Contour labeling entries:
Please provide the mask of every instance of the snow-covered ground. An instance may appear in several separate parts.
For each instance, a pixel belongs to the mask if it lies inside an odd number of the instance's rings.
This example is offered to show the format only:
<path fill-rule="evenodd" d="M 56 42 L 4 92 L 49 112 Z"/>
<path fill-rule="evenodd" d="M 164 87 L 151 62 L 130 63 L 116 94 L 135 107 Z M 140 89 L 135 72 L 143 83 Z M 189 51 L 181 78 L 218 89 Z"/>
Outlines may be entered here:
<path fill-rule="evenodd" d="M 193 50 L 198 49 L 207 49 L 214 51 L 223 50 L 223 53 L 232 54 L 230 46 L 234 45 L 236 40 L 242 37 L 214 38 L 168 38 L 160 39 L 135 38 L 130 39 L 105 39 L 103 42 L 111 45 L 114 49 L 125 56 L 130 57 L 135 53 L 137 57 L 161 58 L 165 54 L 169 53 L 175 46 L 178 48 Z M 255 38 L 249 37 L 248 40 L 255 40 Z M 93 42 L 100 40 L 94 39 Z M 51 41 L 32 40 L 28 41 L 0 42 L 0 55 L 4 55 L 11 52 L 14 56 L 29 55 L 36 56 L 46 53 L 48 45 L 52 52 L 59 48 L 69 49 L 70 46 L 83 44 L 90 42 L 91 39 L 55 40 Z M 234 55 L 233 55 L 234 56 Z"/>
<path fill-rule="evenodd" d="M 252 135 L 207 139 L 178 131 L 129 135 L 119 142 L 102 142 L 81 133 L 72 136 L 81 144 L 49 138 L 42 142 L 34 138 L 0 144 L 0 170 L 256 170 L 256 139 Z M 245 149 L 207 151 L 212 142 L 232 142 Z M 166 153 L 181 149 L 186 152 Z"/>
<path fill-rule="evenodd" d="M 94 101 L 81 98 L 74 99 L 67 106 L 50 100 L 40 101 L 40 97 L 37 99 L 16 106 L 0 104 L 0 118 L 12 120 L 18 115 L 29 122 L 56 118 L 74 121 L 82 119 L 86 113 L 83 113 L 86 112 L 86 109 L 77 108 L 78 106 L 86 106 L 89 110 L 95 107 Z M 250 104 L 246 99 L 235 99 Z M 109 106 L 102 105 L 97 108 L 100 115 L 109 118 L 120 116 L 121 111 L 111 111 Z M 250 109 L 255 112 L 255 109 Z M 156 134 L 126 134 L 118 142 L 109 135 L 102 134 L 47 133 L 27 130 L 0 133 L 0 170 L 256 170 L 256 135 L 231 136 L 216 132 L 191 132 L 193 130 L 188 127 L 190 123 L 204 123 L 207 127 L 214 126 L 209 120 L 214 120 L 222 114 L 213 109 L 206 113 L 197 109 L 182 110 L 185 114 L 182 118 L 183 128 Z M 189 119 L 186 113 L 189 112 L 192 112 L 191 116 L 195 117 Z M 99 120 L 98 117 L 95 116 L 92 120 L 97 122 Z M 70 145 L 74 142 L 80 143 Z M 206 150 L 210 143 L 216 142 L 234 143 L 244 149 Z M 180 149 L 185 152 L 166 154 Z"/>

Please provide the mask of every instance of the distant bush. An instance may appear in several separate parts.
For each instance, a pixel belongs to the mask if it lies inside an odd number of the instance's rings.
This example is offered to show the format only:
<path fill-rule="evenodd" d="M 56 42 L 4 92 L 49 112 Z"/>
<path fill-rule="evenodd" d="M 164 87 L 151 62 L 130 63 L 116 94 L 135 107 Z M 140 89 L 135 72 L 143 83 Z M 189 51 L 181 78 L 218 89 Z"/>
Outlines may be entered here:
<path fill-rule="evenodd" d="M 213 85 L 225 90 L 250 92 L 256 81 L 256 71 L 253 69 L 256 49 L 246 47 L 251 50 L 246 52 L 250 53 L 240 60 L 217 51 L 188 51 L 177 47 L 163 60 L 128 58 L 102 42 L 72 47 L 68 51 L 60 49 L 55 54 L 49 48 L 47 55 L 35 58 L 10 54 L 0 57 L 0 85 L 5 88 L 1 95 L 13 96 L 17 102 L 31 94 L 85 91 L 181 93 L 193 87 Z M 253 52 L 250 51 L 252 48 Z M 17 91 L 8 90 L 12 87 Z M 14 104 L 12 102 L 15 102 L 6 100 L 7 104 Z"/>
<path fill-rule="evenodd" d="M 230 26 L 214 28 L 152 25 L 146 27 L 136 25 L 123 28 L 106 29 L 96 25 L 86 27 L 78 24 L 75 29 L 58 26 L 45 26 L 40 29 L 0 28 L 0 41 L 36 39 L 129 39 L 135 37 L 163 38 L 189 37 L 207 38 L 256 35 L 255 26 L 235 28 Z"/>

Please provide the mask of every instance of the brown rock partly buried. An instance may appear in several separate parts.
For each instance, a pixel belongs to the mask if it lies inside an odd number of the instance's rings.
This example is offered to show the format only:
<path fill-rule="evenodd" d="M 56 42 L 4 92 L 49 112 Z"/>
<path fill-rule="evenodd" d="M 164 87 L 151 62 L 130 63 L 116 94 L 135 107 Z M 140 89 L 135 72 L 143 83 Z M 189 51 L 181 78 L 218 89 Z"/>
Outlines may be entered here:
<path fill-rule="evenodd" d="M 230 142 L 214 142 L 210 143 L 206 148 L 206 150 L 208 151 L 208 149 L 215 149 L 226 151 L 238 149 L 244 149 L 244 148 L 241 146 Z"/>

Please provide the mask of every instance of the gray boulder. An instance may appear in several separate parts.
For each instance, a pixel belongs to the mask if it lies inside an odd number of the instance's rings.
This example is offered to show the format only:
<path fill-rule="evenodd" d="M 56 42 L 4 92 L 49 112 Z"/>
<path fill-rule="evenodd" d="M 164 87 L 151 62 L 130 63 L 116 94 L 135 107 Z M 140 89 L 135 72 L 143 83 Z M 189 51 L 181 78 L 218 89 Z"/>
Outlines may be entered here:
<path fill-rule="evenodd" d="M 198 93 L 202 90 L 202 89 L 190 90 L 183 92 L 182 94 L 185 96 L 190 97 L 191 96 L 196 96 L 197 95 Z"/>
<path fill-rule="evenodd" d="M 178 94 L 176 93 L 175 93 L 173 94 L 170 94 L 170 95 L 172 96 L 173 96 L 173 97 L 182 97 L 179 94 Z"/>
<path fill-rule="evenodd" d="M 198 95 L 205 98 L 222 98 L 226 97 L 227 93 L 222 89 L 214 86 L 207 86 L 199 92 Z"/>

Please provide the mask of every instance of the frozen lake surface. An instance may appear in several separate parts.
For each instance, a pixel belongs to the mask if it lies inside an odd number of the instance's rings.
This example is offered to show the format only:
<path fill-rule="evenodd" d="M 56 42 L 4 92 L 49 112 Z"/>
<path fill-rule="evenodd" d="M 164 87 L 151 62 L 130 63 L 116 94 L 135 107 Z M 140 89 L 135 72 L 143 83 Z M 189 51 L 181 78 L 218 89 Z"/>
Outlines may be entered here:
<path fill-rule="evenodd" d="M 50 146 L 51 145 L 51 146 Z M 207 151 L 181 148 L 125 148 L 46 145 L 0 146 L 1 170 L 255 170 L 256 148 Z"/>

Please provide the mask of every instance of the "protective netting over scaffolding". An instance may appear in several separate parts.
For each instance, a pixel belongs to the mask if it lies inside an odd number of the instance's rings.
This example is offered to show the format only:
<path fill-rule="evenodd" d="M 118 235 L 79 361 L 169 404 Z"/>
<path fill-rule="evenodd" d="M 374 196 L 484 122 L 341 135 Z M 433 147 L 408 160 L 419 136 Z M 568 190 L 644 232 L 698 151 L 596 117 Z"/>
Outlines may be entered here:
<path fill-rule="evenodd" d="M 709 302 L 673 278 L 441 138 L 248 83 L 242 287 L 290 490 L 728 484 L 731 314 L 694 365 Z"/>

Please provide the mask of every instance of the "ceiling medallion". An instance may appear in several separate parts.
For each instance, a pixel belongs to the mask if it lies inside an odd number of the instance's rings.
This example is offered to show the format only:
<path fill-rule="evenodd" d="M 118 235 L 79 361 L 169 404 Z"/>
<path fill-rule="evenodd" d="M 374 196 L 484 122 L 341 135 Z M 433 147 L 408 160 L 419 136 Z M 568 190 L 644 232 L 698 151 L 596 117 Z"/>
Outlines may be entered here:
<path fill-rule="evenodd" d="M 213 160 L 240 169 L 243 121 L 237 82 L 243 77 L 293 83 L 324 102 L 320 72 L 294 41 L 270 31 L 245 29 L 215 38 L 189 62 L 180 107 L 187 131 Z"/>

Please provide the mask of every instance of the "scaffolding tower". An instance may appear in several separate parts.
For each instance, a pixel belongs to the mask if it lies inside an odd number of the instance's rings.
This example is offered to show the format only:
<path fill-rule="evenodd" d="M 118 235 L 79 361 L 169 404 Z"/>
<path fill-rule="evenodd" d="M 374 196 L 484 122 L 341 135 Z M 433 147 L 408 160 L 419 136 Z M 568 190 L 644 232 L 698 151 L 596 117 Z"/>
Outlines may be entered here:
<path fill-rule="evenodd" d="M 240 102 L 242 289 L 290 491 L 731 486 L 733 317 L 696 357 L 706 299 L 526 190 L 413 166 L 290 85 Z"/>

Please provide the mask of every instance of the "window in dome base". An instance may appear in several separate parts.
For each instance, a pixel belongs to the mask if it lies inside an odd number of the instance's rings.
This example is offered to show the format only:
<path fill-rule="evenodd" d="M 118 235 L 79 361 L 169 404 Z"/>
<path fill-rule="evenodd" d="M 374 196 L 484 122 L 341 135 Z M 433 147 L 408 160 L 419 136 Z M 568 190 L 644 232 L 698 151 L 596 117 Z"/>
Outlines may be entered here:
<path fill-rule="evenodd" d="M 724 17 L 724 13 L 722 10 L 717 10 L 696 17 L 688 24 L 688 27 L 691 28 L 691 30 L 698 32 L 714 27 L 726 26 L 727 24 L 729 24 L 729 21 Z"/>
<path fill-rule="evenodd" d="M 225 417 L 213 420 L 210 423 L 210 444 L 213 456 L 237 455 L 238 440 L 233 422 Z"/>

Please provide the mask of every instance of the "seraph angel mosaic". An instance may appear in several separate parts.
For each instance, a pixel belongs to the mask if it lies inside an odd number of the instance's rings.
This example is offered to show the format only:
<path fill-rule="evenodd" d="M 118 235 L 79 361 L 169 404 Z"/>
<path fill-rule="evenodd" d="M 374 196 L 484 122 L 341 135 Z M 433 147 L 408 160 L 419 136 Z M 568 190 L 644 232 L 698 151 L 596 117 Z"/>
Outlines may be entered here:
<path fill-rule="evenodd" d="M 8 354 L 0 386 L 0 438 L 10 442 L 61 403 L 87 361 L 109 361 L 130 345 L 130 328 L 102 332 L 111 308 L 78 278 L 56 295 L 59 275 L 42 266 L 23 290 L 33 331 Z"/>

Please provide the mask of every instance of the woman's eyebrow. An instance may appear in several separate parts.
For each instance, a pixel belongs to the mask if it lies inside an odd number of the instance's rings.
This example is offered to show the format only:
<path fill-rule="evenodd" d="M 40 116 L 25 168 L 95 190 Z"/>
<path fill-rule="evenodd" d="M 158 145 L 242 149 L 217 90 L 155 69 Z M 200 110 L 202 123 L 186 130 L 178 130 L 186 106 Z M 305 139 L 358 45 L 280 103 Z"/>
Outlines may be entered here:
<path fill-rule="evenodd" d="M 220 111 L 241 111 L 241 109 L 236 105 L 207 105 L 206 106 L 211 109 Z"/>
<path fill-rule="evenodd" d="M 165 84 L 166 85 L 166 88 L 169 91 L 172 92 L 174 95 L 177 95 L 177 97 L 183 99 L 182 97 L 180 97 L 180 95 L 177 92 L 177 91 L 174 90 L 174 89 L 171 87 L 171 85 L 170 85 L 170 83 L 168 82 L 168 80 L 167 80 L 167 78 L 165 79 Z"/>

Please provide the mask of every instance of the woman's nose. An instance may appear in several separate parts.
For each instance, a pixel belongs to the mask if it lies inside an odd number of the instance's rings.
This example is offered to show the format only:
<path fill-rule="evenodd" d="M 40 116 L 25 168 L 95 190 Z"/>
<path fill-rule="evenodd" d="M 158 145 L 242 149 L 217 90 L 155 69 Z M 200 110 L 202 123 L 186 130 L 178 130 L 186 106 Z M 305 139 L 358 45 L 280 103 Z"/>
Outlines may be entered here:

* **EXERCISE AIM**
Copy the lines above word for word, starting at the line containing "the woman's eyebrow." and ending at the line containing "220 111 L 241".

* **TASK ANSWER**
Please provide the mask of every instance of the woman's eyebrow. An instance may appear in several separate parts.
For each instance, a pixel belongs to the mask if it lies inside an odd number of the instance's rings.
This example is offered to show the format only:
<path fill-rule="evenodd" d="M 40 116 L 25 168 L 95 190 Z"/>
<path fill-rule="evenodd" d="M 158 145 L 242 149 L 217 90 L 155 69 Z M 200 110 L 202 123 L 186 130 L 178 130 L 186 106 Z M 305 139 L 358 45 L 280 103 Z"/>
Outlines may be entered here:
<path fill-rule="evenodd" d="M 220 111 L 241 111 L 241 109 L 236 105 L 207 105 L 206 106 L 211 109 Z"/>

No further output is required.